[Region annotation entries]
————

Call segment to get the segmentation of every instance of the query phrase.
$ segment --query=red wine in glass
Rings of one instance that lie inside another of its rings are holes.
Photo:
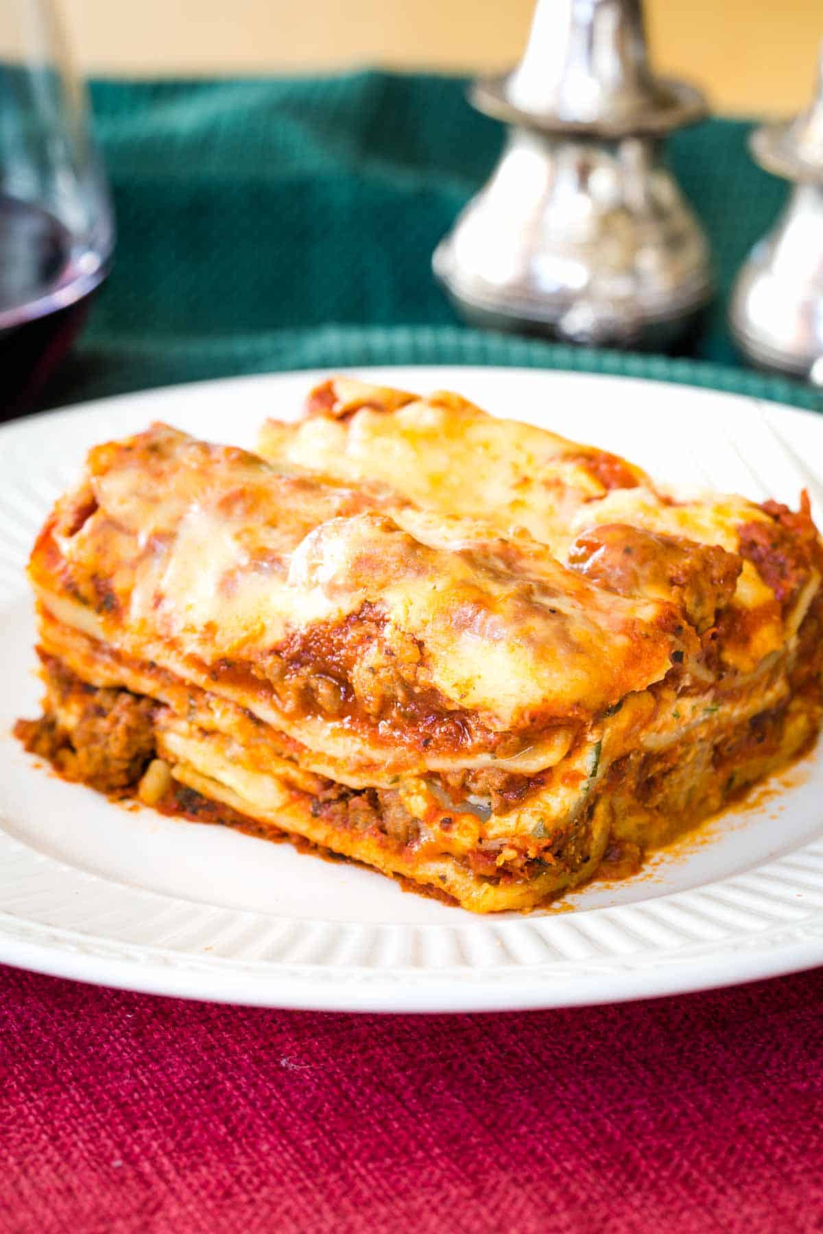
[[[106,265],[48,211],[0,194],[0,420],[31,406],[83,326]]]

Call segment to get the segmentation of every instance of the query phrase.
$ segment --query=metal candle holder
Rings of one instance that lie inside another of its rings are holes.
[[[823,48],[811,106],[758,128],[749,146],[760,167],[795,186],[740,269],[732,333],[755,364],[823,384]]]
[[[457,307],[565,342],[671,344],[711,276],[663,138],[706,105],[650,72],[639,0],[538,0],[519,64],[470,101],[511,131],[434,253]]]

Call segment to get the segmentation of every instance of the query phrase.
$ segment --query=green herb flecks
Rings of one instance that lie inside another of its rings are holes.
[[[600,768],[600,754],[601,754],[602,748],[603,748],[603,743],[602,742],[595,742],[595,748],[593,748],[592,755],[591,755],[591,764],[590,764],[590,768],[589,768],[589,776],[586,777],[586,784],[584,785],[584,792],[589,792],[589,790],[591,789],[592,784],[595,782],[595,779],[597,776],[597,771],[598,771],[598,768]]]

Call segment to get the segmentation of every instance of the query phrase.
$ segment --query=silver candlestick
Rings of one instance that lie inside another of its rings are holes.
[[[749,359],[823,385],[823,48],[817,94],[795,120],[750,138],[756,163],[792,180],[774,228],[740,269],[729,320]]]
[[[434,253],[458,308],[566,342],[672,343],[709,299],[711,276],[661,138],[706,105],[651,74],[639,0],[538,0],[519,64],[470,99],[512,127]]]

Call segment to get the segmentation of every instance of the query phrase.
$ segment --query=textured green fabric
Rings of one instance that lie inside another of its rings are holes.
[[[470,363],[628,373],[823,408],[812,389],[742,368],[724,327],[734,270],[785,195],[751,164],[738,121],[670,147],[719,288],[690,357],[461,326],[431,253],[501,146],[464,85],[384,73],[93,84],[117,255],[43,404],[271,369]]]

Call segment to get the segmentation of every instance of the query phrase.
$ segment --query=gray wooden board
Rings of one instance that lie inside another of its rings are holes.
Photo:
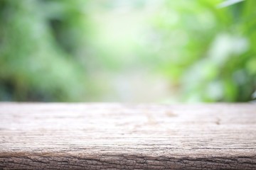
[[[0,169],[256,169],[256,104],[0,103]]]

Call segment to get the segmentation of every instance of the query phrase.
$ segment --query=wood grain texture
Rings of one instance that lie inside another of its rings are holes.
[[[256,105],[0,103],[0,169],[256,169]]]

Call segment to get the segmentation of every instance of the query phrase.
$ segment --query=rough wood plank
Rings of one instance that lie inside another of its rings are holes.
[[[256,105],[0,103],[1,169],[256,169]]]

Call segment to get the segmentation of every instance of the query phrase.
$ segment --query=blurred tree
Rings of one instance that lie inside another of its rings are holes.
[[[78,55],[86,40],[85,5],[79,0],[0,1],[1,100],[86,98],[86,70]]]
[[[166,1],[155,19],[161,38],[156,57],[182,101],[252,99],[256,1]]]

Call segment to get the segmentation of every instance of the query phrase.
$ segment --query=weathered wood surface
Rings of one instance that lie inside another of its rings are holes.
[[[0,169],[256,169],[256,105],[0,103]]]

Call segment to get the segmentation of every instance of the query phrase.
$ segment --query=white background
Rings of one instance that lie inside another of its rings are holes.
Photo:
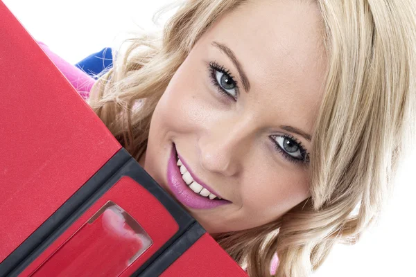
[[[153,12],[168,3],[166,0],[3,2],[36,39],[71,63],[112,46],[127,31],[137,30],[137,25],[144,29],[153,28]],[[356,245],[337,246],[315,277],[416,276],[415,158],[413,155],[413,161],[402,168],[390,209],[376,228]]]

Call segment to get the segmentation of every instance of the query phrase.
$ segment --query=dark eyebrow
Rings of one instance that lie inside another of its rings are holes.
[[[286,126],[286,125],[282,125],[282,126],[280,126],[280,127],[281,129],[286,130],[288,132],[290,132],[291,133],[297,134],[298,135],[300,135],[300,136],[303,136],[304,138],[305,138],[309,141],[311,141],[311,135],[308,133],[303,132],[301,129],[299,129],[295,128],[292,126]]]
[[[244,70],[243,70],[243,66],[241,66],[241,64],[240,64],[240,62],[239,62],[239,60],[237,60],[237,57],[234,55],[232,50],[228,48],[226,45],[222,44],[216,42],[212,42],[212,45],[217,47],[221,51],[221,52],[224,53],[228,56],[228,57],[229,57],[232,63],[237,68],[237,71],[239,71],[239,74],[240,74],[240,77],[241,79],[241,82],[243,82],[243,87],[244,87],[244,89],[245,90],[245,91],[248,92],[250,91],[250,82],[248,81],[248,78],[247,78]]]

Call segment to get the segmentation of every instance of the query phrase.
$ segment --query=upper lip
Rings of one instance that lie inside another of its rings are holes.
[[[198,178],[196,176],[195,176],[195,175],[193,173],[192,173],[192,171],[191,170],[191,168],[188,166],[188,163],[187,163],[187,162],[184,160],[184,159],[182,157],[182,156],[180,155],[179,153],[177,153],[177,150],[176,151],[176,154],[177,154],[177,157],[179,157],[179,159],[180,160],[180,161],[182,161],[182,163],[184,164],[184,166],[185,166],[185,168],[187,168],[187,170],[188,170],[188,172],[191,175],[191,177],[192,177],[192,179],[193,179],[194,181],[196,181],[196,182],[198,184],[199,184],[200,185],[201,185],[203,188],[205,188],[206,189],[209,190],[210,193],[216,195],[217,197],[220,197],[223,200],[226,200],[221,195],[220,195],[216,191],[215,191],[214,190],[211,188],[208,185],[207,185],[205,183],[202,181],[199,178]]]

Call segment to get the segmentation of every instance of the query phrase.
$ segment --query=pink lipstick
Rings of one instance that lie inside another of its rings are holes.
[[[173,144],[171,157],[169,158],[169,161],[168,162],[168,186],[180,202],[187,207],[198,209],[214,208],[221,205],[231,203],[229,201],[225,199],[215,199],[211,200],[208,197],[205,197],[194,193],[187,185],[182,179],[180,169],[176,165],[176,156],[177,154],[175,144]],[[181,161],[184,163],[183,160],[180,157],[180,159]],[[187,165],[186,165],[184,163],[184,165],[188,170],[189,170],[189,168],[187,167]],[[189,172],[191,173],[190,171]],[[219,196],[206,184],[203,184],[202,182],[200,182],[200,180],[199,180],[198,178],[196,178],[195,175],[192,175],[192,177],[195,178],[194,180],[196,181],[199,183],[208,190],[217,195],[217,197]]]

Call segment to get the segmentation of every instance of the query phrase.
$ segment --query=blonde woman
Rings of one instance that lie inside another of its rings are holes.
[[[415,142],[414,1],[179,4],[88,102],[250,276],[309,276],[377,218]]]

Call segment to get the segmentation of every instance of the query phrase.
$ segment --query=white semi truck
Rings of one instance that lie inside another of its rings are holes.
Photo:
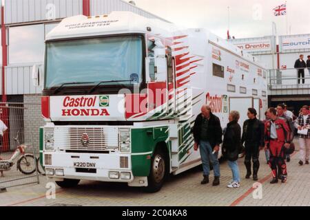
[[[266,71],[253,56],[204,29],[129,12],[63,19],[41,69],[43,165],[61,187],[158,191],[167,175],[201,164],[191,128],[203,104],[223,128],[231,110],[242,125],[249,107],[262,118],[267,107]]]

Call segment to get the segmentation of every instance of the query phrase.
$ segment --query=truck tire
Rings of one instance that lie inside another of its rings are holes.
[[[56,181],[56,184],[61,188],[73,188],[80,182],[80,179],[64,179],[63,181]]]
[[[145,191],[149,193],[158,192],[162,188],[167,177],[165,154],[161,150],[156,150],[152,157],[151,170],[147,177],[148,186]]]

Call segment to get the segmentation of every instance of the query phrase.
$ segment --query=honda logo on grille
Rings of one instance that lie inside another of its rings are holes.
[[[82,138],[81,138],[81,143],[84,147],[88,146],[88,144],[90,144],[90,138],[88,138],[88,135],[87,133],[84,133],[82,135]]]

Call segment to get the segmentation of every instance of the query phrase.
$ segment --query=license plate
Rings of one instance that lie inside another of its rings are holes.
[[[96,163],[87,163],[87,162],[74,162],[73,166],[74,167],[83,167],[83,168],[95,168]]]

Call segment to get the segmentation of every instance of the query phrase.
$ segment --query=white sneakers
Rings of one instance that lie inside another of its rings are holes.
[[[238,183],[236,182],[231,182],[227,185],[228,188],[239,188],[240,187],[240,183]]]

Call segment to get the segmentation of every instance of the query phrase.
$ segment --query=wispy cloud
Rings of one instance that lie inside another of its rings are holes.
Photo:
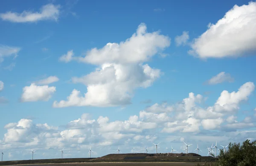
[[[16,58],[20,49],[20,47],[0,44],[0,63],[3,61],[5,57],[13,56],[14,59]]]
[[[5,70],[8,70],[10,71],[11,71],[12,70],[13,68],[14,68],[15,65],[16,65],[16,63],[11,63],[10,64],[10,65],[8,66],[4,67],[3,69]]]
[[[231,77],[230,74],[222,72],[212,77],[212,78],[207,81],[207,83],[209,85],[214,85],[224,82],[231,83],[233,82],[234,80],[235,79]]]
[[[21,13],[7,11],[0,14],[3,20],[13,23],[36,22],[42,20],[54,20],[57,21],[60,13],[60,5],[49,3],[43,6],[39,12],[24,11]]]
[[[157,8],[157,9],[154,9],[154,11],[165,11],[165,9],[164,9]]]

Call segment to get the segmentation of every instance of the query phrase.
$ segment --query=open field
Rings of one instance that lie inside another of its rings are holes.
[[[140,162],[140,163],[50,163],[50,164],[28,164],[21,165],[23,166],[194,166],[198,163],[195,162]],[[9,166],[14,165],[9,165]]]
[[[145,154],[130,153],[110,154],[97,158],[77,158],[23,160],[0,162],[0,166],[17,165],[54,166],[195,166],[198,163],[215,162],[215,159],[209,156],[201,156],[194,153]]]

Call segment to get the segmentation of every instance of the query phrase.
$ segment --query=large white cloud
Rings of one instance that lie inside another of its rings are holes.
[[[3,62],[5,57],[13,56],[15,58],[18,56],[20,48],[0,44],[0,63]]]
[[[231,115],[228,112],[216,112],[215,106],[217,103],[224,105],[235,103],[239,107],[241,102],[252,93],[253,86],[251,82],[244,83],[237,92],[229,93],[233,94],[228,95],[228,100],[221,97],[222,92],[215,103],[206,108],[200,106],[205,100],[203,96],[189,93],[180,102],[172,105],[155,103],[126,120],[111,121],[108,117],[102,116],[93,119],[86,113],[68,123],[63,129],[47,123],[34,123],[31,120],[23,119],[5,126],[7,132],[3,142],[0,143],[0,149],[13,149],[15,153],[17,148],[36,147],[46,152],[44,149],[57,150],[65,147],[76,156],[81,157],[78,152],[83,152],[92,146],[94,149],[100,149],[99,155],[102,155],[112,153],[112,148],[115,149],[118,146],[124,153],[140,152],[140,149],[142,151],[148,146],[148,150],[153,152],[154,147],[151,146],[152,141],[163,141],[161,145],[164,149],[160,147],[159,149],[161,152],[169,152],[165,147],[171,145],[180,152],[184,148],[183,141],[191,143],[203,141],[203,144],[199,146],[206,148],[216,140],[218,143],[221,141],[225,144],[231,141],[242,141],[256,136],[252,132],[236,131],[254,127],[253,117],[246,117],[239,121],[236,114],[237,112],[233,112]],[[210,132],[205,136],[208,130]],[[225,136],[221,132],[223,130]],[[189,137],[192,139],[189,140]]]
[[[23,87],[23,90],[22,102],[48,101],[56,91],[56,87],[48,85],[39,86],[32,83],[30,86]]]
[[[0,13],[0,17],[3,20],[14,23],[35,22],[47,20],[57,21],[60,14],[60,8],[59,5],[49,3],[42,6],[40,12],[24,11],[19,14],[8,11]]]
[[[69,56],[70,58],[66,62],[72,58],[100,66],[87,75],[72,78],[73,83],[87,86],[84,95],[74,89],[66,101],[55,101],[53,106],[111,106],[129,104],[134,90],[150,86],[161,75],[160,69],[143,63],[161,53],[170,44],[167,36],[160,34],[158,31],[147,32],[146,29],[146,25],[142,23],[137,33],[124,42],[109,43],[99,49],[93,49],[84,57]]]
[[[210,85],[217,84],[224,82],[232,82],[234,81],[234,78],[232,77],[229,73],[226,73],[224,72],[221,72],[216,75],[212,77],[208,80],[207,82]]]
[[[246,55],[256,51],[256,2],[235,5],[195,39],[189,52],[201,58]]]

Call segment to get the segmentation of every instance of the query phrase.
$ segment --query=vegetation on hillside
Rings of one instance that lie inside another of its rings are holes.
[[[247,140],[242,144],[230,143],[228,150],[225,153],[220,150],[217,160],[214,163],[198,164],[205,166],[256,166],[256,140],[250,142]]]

————

• **TASK GOAL**: Please gather every line in the items above that contains the word "cloud", and copy each of those lines in full.

• **RESPONSE**:
$ segment --query=wispy cloud
$ segment --query=large white cloud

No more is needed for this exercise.